__WRITTEN EXERCISE__
According to the rasptorch GPU training notes, which model architecture does the Vulkan training path currently support?

__DOCUMENT PASSAGE__
..........

See [rasptorch CLI.md](rasptorch%20CLI.md) for **complete CLI documentation**, including training, saving/loading models, and agent integration.


## GPU Training (Vulkan)

There are currently two “modes” of training in this repo:

- **CPU autograd training** (PyTorch-like): uses the NumPy-backed autograd engine.
- **Vulkan GPU training** (explicit kernels): runs forward + backward + SGD updates on GPU
  using purpose-built compute shaders.

The Vulkan training path lives in `rasptorch/gpu_training.py` and currently supports a
2-layer MLP:

`Linear -> ReLU -> Linear` with MSE loss and SGD.

The general `gpu-autograd` path supports substantially more model-building pieces than the
explicit `gpu` trainer, including adaptive optimizers, additional activations, LayerNorm,
BatchNorm, Embedding, and MultiheadAttention.

Run it via:

- `uv run main.py --device gpu --epochs 50 --batch-size 32 --lr 0.1`

Saving weights (PyTorch-style `.pth`):

- `uv run main.py --device gpu --epochs 50 --save model.pth`
- If `torch` is installed, this is a real `torch.save(...)` file loadable via `torch.load("model.pth")`.
- If `torch` is not installed, rasptorch falls back to writing a pickle payload (same keys, **not** `torch.load` compatible).

## GPU Autograd (WIP)

There is now an experimental **gpu-autograd** mode that enables `loss.backward()` even when
the model and activations live on GPU, for a limited set of ops.

..........

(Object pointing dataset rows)
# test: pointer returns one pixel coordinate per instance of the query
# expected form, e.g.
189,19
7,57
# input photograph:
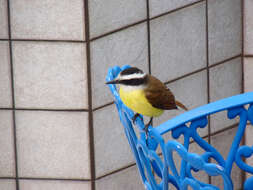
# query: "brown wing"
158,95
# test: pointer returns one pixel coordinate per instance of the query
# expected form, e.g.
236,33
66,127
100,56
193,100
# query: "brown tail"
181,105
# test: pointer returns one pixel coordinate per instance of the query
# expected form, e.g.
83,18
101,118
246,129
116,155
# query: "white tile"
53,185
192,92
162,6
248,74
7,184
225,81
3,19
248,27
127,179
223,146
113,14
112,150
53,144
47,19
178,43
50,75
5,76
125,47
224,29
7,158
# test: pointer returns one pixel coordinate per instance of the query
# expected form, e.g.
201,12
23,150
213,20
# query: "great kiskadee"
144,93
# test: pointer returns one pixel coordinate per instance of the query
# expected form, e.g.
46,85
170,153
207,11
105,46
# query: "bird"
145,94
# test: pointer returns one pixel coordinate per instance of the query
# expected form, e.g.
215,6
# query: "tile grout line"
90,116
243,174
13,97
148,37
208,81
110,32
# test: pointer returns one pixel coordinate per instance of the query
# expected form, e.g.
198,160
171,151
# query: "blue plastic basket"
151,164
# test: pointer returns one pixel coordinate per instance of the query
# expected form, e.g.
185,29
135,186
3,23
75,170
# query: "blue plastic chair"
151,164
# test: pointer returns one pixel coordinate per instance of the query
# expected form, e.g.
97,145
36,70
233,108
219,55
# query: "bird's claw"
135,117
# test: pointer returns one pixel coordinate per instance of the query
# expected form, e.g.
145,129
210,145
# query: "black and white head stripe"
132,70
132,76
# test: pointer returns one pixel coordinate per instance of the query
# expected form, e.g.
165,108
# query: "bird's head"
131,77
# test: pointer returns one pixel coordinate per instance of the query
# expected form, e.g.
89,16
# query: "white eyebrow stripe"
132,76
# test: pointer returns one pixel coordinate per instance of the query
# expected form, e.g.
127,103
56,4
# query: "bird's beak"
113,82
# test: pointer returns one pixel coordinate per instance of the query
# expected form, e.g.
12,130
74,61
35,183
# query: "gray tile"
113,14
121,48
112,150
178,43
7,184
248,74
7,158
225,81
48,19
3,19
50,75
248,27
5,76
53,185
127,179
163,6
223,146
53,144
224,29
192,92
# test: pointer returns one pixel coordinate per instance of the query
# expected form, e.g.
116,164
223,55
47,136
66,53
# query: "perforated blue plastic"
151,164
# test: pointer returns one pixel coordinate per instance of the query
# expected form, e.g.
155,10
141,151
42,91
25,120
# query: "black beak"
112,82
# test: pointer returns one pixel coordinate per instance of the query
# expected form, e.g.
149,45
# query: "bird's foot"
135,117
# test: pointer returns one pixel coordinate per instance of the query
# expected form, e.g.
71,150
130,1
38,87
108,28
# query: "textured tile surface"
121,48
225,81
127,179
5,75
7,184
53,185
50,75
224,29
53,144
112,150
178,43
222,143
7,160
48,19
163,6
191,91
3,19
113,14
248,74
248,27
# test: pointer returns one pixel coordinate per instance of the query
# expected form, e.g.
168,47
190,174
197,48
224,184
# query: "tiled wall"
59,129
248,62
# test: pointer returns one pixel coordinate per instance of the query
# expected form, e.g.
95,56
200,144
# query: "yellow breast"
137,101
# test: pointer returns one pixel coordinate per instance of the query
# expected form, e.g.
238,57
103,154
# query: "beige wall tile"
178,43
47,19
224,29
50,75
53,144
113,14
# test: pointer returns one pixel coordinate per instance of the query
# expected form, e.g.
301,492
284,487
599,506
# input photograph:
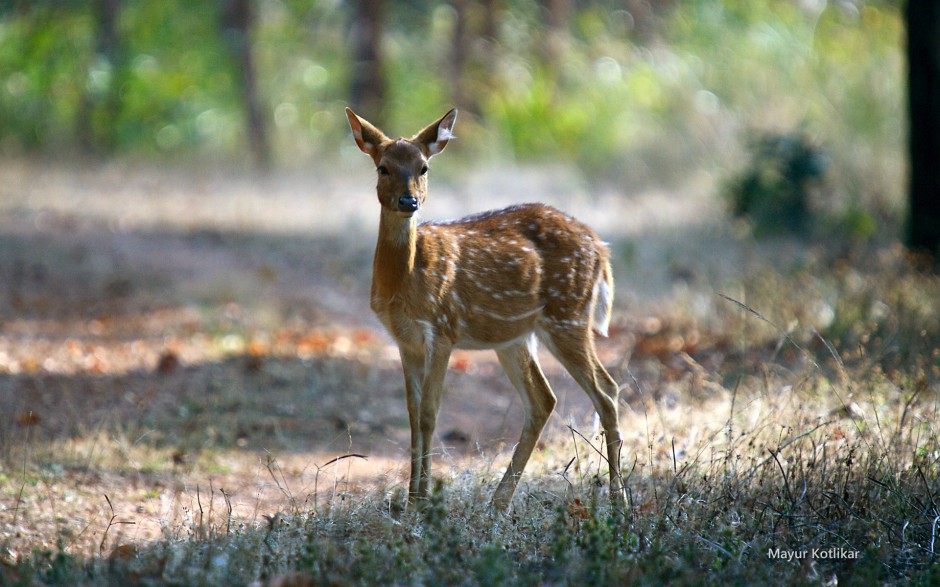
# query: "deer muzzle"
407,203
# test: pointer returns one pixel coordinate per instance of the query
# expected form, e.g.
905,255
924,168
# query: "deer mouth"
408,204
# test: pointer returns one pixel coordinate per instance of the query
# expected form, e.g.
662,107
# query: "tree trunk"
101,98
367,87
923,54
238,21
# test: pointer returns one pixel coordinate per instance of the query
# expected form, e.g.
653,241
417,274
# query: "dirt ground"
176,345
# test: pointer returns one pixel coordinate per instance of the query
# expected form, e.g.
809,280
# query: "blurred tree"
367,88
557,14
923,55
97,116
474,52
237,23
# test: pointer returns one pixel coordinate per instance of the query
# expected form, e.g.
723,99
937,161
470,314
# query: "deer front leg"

..........

__FINISHED TASK__
A 2-layer MLP: Linear -> ReLU -> Linear, with MSE loss and SGD.